TEXTO EXTRAÍDO

···

La Casa de
la encinas, Abril de 2013
A.M.B. a Epicuro, salud.
Ante todo
quiero expresarte mi admiración. Las respuestas que encontraste a los problemas
de tu tiempo superan con creces a las que propusieron las demás escuelas
contemporáneas a ti: el estoicismo o el escepticismo. En vez de aceptar la
existencia como un tren que recorre las vías trazadas por el destino, o los
caprichosos designios de los dioses, decidiste encontrar soluciones aplicables
al hombre, mostrándole el camino de una vida plena y satisfactoria.
La época
que me ha tocado vivir se parece mucho a tu época helenística, así es como la
hemos denominado con el tiempo, con la única diferencia radicando en que
nosotros no venimos de un pasado glorioso, como lo fue la democracia ateniense.
Nos hacen creer que vivimos en democracia, y en libertad, pero somos pocos los
que conseguimos la autarquía. La mayoría de la gente, a pesar de saber leer y
escribir, y haber sido educados, viven sus vidas subordinados a los designios
de los poderosos. Los deseos naturales necesarios están cubiertos casi por
decreto, y la gente dedica sus vidas a satisfacer los deseos naturales no
necesarios y los deseos no naturales. Se identifica la felicidad y el placer
con la opulencia, con el lujo, con el dinero. Los héroes de mi época son gente
que poco o nada ha hecho por merecer la fama adquirida. Cuánto bien le haría a
mi sociedad leerte, cuánto bien le haría entender que el verdadero placer está
en la quietud del alma, en la ausencia de turbación, en las carencias
satisfechas con simplicidad, en el silencio.
Pocos
entienden el concepto de la autosuficiencia, y en lugar de ello aumentan sus necesidades,
de tal forma que explotamos los recursos del planeta hasta el punto de casi
agotarlos. Es una época de desenfreno en la que la filosofía ha sido relegada a
un segundo plano, hasta el punto en que el hombre actúa a ciegas, tomando
decisiones que repercuten a la humanidad entera, sin la necesaria capacidad crítica para
la reflexión. Porque, querido Epicuro, el hombre se ha hecho tan poderoso que
es capaz de tiranizar la naturaleza, con el solo movimiento de un dedo
presionando un botón se podría destruir vastas extensiones del planeta.

···

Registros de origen

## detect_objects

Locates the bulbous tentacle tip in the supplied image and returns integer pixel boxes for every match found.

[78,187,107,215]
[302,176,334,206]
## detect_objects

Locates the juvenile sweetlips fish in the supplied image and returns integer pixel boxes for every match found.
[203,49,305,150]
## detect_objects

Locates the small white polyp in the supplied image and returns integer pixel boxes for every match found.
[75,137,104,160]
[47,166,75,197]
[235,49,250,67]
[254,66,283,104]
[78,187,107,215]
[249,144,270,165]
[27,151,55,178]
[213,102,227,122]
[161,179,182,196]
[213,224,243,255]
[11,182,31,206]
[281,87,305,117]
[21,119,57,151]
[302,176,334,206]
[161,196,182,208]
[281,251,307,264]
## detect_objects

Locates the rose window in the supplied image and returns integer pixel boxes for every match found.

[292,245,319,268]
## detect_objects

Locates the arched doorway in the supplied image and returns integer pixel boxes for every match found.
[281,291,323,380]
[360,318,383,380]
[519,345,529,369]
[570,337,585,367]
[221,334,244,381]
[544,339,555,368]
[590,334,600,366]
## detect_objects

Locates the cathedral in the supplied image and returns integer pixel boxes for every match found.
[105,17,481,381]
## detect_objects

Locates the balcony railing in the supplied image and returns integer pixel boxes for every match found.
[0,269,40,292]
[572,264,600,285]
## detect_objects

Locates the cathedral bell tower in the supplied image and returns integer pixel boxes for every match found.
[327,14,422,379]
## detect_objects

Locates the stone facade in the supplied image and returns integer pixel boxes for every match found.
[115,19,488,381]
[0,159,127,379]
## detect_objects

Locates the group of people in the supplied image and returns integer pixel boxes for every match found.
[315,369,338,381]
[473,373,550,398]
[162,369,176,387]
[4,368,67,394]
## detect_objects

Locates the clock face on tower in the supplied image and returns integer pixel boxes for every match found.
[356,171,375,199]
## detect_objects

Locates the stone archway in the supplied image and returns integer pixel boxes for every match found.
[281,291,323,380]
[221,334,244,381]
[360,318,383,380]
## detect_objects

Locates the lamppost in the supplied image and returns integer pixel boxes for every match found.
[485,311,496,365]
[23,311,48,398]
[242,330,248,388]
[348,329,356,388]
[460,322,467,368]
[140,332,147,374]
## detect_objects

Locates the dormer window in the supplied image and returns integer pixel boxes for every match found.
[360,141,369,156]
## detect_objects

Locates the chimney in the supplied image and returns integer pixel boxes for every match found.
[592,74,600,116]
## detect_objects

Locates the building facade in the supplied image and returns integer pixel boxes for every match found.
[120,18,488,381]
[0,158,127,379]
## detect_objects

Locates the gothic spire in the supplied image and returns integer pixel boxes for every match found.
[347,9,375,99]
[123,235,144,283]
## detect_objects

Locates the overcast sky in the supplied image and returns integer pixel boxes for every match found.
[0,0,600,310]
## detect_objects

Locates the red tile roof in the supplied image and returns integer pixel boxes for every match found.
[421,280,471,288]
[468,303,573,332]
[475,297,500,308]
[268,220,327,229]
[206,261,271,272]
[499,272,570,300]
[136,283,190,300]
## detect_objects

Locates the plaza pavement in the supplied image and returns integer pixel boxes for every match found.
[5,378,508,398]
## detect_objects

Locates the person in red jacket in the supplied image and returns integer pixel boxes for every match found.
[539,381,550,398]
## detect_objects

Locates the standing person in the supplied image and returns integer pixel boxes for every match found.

···

CONSIGNAS
[1] Resume la carta a Epicuro en dos oraciones.
[2] Copia otra vez el pasaje de la carta a Epicuro que empieza con las palabras "Nos hacen creer" y termina después de "en el silencio.", sustituyendo "opulencia" por "riqueza".
[3] Según la carta a Epicuro, ¿qué escuelas contemporáneas a Epicuro se mencionan?

RESPUESTAS EN ORDEN
[1] La carta expresa admiración por Epicuro, cuyas respuestas superaron a las del estoicismo y el escepticismo al buscar soluciones aplicables al hombre para una vida plena y satisfactoria. Describe una época en la que la mayoría vive subordinada a los poderosos, identifica la felicidad con la opulencia y el dinero, aumenta sus necesidades hasta casi agotar los recursos del planeta y relega la filosofía a un segundo plano.

[2]
Nos hacen creer que vivimos en democracia, y en libertad, pero somos pocos los
que conseguimos la autarquía. La mayoría de la gente, a pesar de saber leer y
escribir, y haber sido educados, viven sus vidas subordinados a los designios
de los poderosos. Los deseos naturales necesarios están cubiertos casi por
decreto, y la gente dedica sus vidas a satisfacer los deseos naturales no
necesarios y los deseos no naturales. Se identifica la felicidad y el placer
con la riqueza, con el lujo, con el dinero. Los héroes de mi época son gente
que poco o nada ha hecho por merecer la fama adquirida. Cuánto bien le haría a
mi sociedad leerte, cuánto bien le haría entender que el verdadero placer está
en la quietud del alma, en la ausencia de turbación, en las carencias
satisfechas con simplicidad, en el silencio.

[3] El estoicismo y el escepticismo.